*Provided passage*:
# # # #

Files
llamactl/docs/user-guide/api-reference.md

6.9 KiB

API Reference

Complete reference for the Llamactl REST API.

Base URL

All API endpoints are relative to the base URL:

http://localhost:8080/api

Authentication

If authentication is enabled, include the JWT token in the Authorization header:

curl -H "Authorization: Bearer <your-jwt-token>" \
  http://localhost:8080/api/instances

Instances

List All Instances

Get a list of all instances.

GET /api/instances

Response:

{
  "instances": [
    {
      "name": "llama2-7b",
      "status": "running",
      "model_path": "/models/llama-2-7b.gguf",
      "port": 8081,
      "created_at": "2024-01-15T10:30:00Z",
      "updated_at": "2024-01-15T12:45:00Z"
    }
  ]
}

Get Instance Details

Get detailed information about a specific instance.

GET /api/instances/{name}

Response:

{
  "name": "llama2-7b",
  "status": "running",
  "model_path": "/models/llama-2-7b.gguf",
  "port": 8081,
  "pid": 12345,
  "options": {
    "threads": 4,
    "context_size": 2048,
    "gpu_layers": 0
  },
  "stats": {
    "memory_usage": 4294967296,
    "cpu_usage": 25.5,
    "uptime": 3600
  },
  "created_at": "2024-01-15T10:30:00Z",
  "updated_at": "2024-01-15T12:45:00Z"

# # # #

*Set problem 1*: Summarize the Llamactl API reference in two sentences.
*Set problem 2*: Write the next part of the Llamactl API reference, picking up after its final line.
The records that come next have nothing to do with the Llamactl API reference.

# # # #

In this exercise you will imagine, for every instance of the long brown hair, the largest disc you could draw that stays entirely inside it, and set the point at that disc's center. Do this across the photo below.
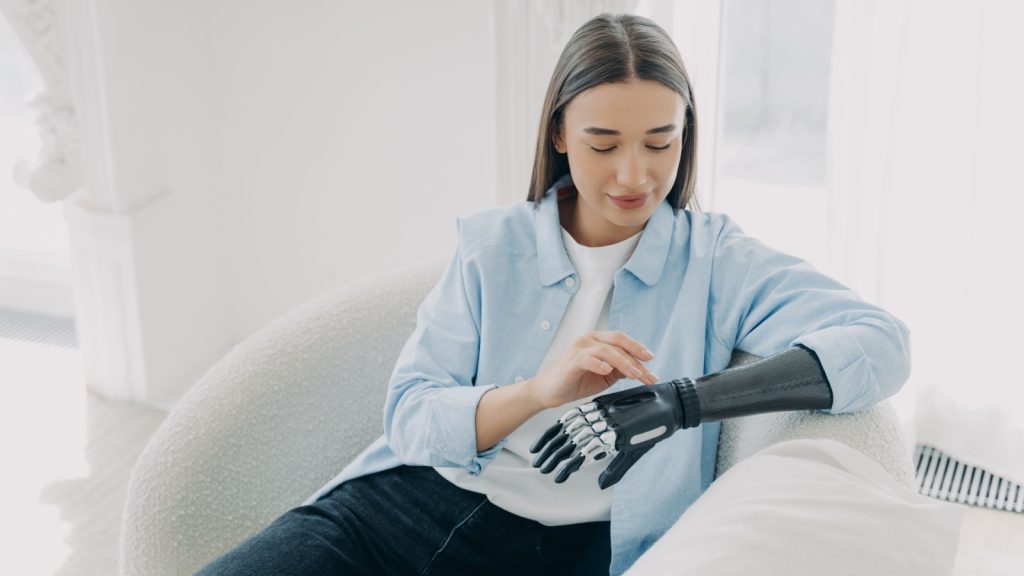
(614, 48)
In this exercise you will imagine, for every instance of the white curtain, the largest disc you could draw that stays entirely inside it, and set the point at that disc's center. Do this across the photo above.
(926, 197)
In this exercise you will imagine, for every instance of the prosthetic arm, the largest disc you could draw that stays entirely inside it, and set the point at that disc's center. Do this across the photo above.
(628, 423)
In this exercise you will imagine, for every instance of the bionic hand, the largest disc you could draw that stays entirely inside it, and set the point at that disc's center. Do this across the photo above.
(628, 423)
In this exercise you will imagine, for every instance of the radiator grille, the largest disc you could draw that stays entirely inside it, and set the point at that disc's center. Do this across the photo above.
(944, 478)
(48, 330)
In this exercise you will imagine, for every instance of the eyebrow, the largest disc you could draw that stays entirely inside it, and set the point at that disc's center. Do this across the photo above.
(610, 132)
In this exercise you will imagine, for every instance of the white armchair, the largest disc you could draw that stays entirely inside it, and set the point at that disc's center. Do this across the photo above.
(289, 407)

# # # #

*Answer 1*: The Llamactl API reference says all endpoints are relative to the base URL http://localhost:8080/api and that, if authentication is enabled, a JWT token goes in the Authorization header. It documents GET /api/instances for listing all instances and GET /api/instances/{name} for getting detailed information about a specific instance.

*Answer 2*:
}

Create Instance

Create a new instance.

POST /api/instances

Request Body:

{
  "name": "my-instance",
  "model_path": "/path/to/model.gguf",
  "port": 8081,
  "options": {
    "threads": 4,
    "context_size": 2048,
    "gpu_layers": 0
  }
}

Response:

{
  "message": "Instance created successfully",
  "instance": {
    "name": "my-instance",
    "status": "stopped",
    "model_path": "/path/to/model.gguf",
    "port": 8081,
    "created_at": "2024-01-15T14:30:00Z"
  }
}

Update Instance

Update an existing instance configuration.

PUT /api/instances/{name}

Request Body:

{
  "options": {
    "threads": 8,
    "context_size": 4096
  }
}

Delete Instance

Delete an instance (must be stopped first).

DELETE /api/instances/{name}

Response:

{
  "message": "Instance deleted successfully"
}

Instance Operations

Start Instance

Start a stopped instance.

POST /api/instances/{name}/start

Response:

{
  "message": "Instance start initiated",
  "status": "starting"
}

Stop Instance

Stop a running instance.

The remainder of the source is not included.